**Task**. Give the entries from the line containing "Batch processing job — object class: microphone." through the line containing "580 394 1042 797", both included, as a numbered list with blank lines dropped. Leave the pictures out of the answer.

....................

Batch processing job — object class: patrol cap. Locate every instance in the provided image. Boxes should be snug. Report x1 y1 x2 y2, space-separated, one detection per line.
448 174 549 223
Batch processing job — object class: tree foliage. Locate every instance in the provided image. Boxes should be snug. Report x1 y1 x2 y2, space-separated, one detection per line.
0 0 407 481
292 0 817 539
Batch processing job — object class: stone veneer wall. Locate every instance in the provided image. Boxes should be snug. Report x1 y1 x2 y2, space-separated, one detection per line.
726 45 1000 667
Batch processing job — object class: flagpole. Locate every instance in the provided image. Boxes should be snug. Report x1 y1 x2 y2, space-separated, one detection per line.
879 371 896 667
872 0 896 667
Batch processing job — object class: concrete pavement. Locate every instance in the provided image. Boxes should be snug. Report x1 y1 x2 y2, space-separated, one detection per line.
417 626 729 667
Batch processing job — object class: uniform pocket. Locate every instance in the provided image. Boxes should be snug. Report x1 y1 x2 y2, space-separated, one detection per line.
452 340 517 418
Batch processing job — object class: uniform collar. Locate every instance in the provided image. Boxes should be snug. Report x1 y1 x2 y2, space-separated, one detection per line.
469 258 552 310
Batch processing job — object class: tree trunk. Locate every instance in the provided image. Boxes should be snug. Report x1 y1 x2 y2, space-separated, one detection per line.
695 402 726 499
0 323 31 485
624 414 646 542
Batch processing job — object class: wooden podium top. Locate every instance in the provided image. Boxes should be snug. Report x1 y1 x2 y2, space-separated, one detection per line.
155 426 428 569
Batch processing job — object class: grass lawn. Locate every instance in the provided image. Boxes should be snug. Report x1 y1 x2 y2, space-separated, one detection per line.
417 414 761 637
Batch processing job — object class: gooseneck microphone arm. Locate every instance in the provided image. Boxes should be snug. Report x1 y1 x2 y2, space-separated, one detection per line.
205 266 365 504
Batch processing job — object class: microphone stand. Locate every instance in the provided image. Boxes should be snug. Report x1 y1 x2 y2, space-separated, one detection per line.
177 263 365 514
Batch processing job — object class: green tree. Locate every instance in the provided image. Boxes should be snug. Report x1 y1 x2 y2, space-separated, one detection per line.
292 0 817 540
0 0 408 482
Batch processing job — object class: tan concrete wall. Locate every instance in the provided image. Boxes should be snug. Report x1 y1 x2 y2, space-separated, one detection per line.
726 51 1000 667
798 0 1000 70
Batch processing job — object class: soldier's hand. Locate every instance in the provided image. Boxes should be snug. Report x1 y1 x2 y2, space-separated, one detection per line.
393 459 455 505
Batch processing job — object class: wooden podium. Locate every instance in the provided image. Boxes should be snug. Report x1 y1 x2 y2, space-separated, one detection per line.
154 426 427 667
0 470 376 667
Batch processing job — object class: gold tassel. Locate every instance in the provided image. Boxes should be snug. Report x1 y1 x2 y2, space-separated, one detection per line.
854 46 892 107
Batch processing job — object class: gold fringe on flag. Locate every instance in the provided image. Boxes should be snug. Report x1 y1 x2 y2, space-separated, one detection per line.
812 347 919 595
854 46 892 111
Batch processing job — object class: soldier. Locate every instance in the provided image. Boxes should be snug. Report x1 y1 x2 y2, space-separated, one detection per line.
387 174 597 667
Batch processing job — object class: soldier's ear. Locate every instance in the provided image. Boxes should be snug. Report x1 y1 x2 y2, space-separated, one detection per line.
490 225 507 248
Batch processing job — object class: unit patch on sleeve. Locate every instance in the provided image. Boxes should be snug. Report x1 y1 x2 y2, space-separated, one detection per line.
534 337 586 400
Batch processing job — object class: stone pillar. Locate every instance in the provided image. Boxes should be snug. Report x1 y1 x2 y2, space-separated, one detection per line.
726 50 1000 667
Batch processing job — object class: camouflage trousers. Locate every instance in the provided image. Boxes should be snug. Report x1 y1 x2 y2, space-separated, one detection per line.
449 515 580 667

....................

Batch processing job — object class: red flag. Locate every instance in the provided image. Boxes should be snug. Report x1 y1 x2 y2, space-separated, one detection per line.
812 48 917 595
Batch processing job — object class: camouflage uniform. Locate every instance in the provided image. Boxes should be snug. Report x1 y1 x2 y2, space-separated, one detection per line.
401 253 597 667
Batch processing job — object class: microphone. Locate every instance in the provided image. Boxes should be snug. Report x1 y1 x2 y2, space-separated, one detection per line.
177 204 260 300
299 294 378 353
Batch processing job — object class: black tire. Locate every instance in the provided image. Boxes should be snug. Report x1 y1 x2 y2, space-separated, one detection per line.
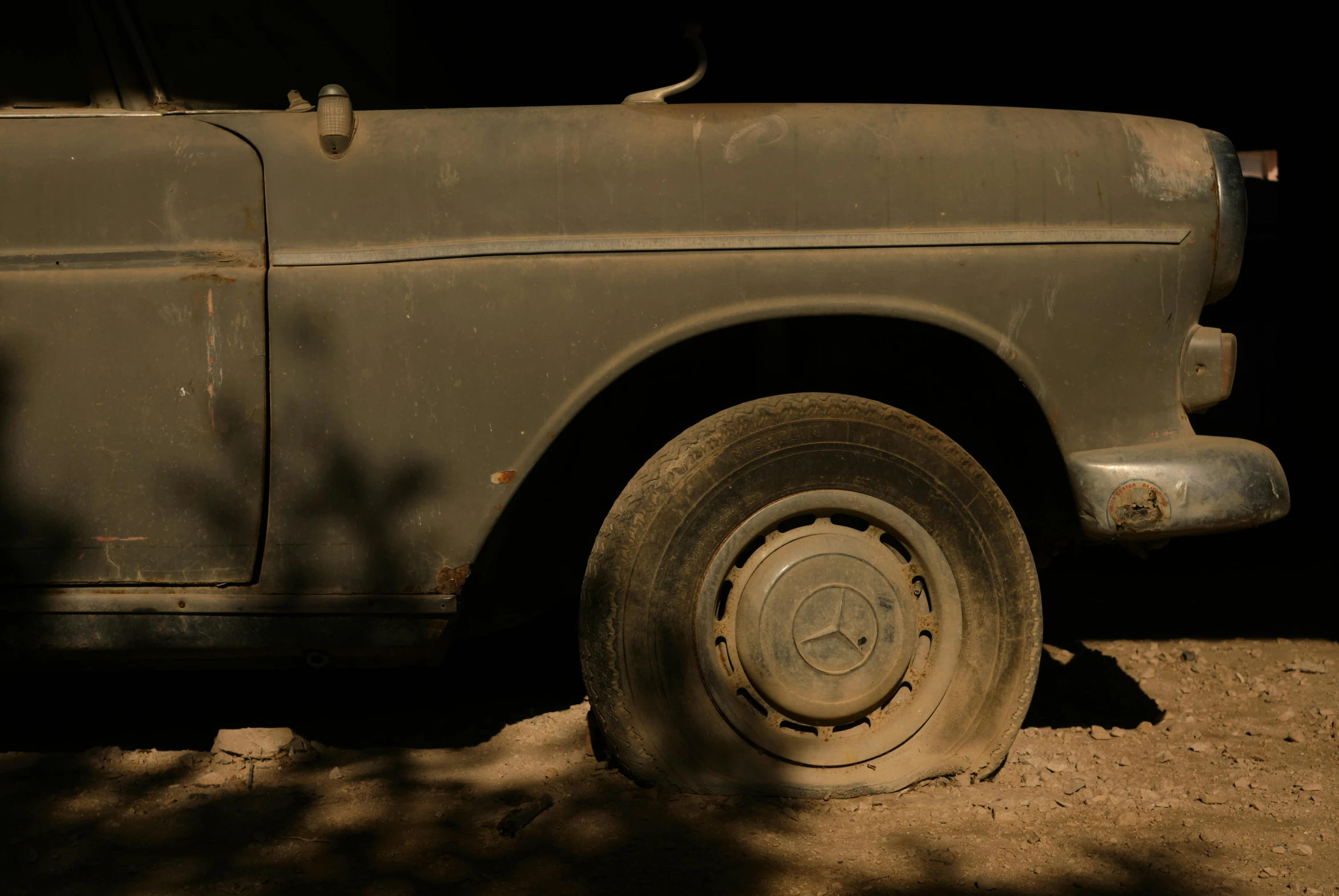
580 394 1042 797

....................

**Reply**.
1. Batch processing job — object class: microphone. Locate every instance in the provided image. Boxes should be snug. Report x1 y1 x2 y2, space-separated, one detection per line.
2. 177 204 260 300
3. 299 294 378 353
4. Batch processing job — object class: black tire. Locate every instance in the provided image. Boxes should be snug. Report x1 y1 x2 y2, space-separated, one detection per line.
5. 580 394 1042 797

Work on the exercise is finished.